• Problem description
Print the records below verbatim, all of them, leaving out the pictures.

• Recorded information
%%
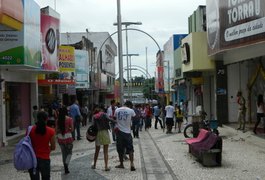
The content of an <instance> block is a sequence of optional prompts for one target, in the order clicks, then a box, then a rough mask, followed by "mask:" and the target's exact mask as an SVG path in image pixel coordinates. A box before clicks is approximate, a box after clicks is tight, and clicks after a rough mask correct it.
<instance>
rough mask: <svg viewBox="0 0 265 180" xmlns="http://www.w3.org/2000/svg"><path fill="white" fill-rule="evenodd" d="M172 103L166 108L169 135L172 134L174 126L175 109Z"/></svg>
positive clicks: (170, 103) (167, 105) (165, 109)
mask: <svg viewBox="0 0 265 180" xmlns="http://www.w3.org/2000/svg"><path fill="white" fill-rule="evenodd" d="M172 104H173V103H172V101H170V102H169V104H168V105H167V106H166V107H165V110H166V125H167V132H166V133H167V134H170V133H172V127H173V125H174V112H175V108H174V106H173V105H172Z"/></svg>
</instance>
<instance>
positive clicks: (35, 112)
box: [31, 105, 39, 125]
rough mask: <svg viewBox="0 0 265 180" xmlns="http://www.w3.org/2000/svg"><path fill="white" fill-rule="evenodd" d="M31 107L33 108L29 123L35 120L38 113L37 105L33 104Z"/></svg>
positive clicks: (34, 121)
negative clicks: (33, 105) (32, 118)
mask: <svg viewBox="0 0 265 180" xmlns="http://www.w3.org/2000/svg"><path fill="white" fill-rule="evenodd" d="M32 108H33V112H32V117H33V119H32V120H33V121H31V125H34V124H36V122H37V115H38V112H39V110H38V106H37V105H34V106H33V107H32Z"/></svg>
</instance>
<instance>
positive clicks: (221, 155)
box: [189, 132, 223, 166]
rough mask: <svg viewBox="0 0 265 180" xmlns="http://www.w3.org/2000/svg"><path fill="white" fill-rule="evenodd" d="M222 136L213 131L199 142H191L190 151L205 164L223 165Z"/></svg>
mask: <svg viewBox="0 0 265 180" xmlns="http://www.w3.org/2000/svg"><path fill="white" fill-rule="evenodd" d="M222 143H223V142H222V138H221V137H219V136H217V135H216V134H215V133H213V132H209V133H207V135H206V136H205V137H204V139H202V140H201V141H198V142H193V143H191V144H189V152H190V153H191V154H192V155H193V156H195V157H196V158H197V159H198V160H199V162H200V163H201V164H202V165H203V166H221V163H222V146H223V144H222Z"/></svg>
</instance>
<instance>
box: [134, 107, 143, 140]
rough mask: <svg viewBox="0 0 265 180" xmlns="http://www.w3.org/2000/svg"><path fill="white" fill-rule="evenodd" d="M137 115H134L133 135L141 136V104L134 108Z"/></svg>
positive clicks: (136, 114) (137, 136)
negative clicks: (140, 132) (140, 129)
mask: <svg viewBox="0 0 265 180" xmlns="http://www.w3.org/2000/svg"><path fill="white" fill-rule="evenodd" d="M133 110H134V112H135V114H136V116H134V117H132V131H133V137H134V138H139V128H140V120H141V110H140V105H138V104H137V105H135V108H133Z"/></svg>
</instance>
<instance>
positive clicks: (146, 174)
mask: <svg viewBox="0 0 265 180" xmlns="http://www.w3.org/2000/svg"><path fill="white" fill-rule="evenodd" d="M139 141H141V139H139ZM139 149H140V157H141V164H142V176H143V180H147V171H146V168H145V163H144V155H143V149H142V146H141V142H139Z"/></svg>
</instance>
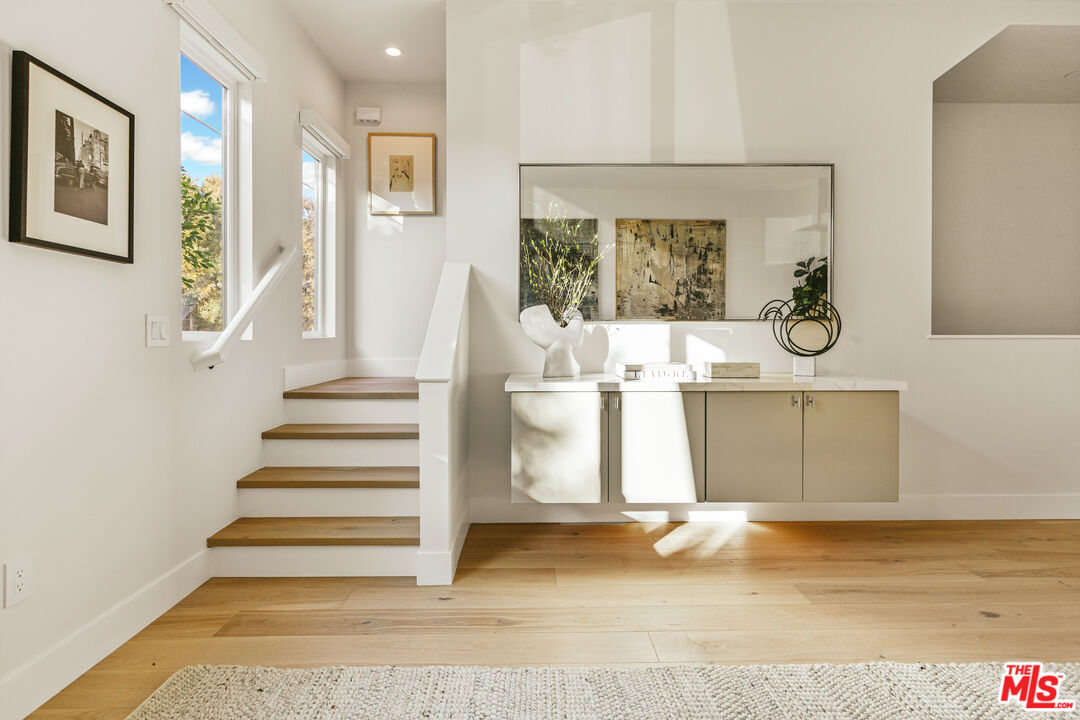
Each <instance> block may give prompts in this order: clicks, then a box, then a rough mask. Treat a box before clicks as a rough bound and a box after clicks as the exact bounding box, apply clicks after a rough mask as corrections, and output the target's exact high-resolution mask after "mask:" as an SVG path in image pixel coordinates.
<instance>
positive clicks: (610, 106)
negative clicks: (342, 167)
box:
%%
• Answer
The content of an <instance> block is a sequence of optional prompts for one target, in the order clicks, then a box, then a rough mask, followed by "mask:" and the target's exact mask as an SVG path in image pixel coordinates. A box before clicks is approximate, a box after clicks is tight, and clicks after a rough mask correct it.
<instance>
rough mask: <svg viewBox="0 0 265 180" xmlns="http://www.w3.org/2000/svg"><path fill="white" fill-rule="evenodd" d="M172 103L166 108L169 135L172 134L174 126L175 109Z"/></svg>
positive clicks: (170, 103) (167, 105) (165, 109)
mask: <svg viewBox="0 0 265 180" xmlns="http://www.w3.org/2000/svg"><path fill="white" fill-rule="evenodd" d="M172 104H173V103H172V101H170V102H169V104H168V105H167V106H166V107H165V110H166V125H167V132H166V133H167V134H170V133H172V127H173V125H174V112H175V108H174V106H173V105H172Z"/></svg>
</instance>
<instance>
positive clicks: (35, 112)
box: [31, 105, 39, 125]
rough mask: <svg viewBox="0 0 265 180" xmlns="http://www.w3.org/2000/svg"><path fill="white" fill-rule="evenodd" d="M31 107L33 108L29 123L35 120L38 113L37 105L33 104Z"/></svg>
positive clicks: (34, 121)
negative clicks: (33, 105) (32, 118)
mask: <svg viewBox="0 0 265 180" xmlns="http://www.w3.org/2000/svg"><path fill="white" fill-rule="evenodd" d="M32 108H33V112H32V117H33V119H32V120H33V121H31V125H34V124H36V122H37V115H38V112H39V110H38V106H37V105H34V106H33V107H32Z"/></svg>
</instance>
<instance>
positive clicks: (221, 155)
box: [189, 132, 223, 166]
rough mask: <svg viewBox="0 0 265 180" xmlns="http://www.w3.org/2000/svg"><path fill="white" fill-rule="evenodd" d="M222 136L213 131L199 142H191L190 151L205 164L223 165Z"/></svg>
mask: <svg viewBox="0 0 265 180" xmlns="http://www.w3.org/2000/svg"><path fill="white" fill-rule="evenodd" d="M222 143H223V142H222V138H221V137H219V136H217V135H216V134H215V133H213V132H209V133H207V135H206V136H205V137H204V139H202V140H201V141H198V142H193V143H191V144H189V152H190V153H191V154H192V155H193V156H195V157H196V158H197V159H198V160H199V162H200V163H201V164H202V165H203V166H221V163H222V146H223V144H222Z"/></svg>
</instance>
<instance>
box: [134, 107, 143, 140]
rough mask: <svg viewBox="0 0 265 180" xmlns="http://www.w3.org/2000/svg"><path fill="white" fill-rule="evenodd" d="M137 115H134L133 135L141 136V104L134 108Z"/></svg>
positive clicks: (136, 114) (137, 136)
negative clicks: (140, 132) (140, 129)
mask: <svg viewBox="0 0 265 180" xmlns="http://www.w3.org/2000/svg"><path fill="white" fill-rule="evenodd" d="M133 110H134V112H135V114H136V116H134V117H132V131H133V137H134V138H139V128H140V120H141V110H140V105H138V104H137V105H135V108H133Z"/></svg>
</instance>
<instance>
positive clicks: (146, 174)
mask: <svg viewBox="0 0 265 180" xmlns="http://www.w3.org/2000/svg"><path fill="white" fill-rule="evenodd" d="M139 141H141V139H139ZM139 149H140V157H141V164H142V176H143V180H147V171H146V168H145V163H144V155H143V149H142V146H141V142H139Z"/></svg>
</instance>
Each <instance> block may give prompts in this order: clicks, then a box, then a rough mask. Treat a box before clicks as a rough bound and a box after clicks as the exact bounding box, apply clicks after a rough mask as corrections, and output the target's exact high-resolution mask after "mask:" as an SVG path in image pixel coordinates.
<instance>
positive clicks: (610, 106)
negative clicks: (342, 167)
box:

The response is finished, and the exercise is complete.